DIRECTIONS FOR THIS TASK: In the distributed training configuration reference, which size parameter may only be used with an FSDP2 config?

>> start EXTRACT TO READ

`nemo_automodel.components.distributed.config`#

Strategy-specific distributed training configuration classes.

Design principle:

Size params (dp_size, dp_replicate_size, tp_size, pp_size, cp_size, ep_size) go directly on the from_pretrained/from_config method signature
dp_replicate_size is FSDP2-only: raises assertion if passed with non-FSDP2 config
Strategy-specific configs contain only additional flags unique to each strategy
Managers become normal classes that accept (config, device_mesh)

Usage: from nemo_automodel.components.distributed.config import FSDP2Config, MegatronFSDPConfig, DDPConfig

# FSDP2 with custom options
config = FSDP2Config(sequence_parallel=True, activation_checkpointing=True)

# MegatronFSDP with custom options
config = MegatronFSDPConfig(zero_dp_strategy=3, overlap_grad_reduce=True)

>> end EXTRACT TO READ
>> start ENTRIES SHOWN

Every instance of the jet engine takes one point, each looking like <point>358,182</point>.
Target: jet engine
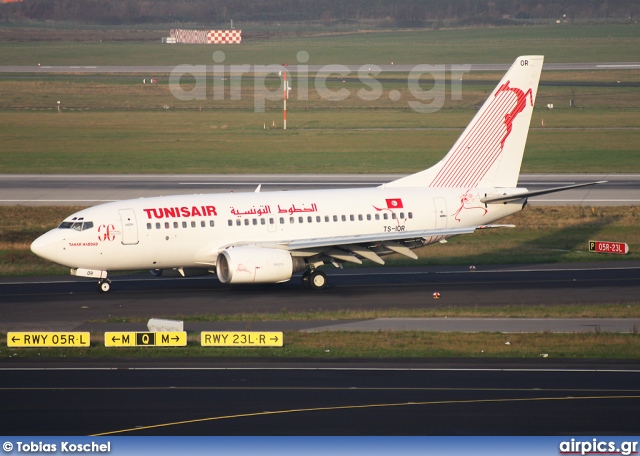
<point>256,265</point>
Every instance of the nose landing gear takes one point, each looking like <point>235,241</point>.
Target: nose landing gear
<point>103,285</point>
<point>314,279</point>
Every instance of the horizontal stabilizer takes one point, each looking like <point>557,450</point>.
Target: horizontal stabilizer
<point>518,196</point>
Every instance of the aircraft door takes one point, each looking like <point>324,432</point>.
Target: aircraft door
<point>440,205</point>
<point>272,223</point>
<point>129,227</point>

>> end ENTRIES SHOWN

SOLUTION BELOW: dp_replicate_size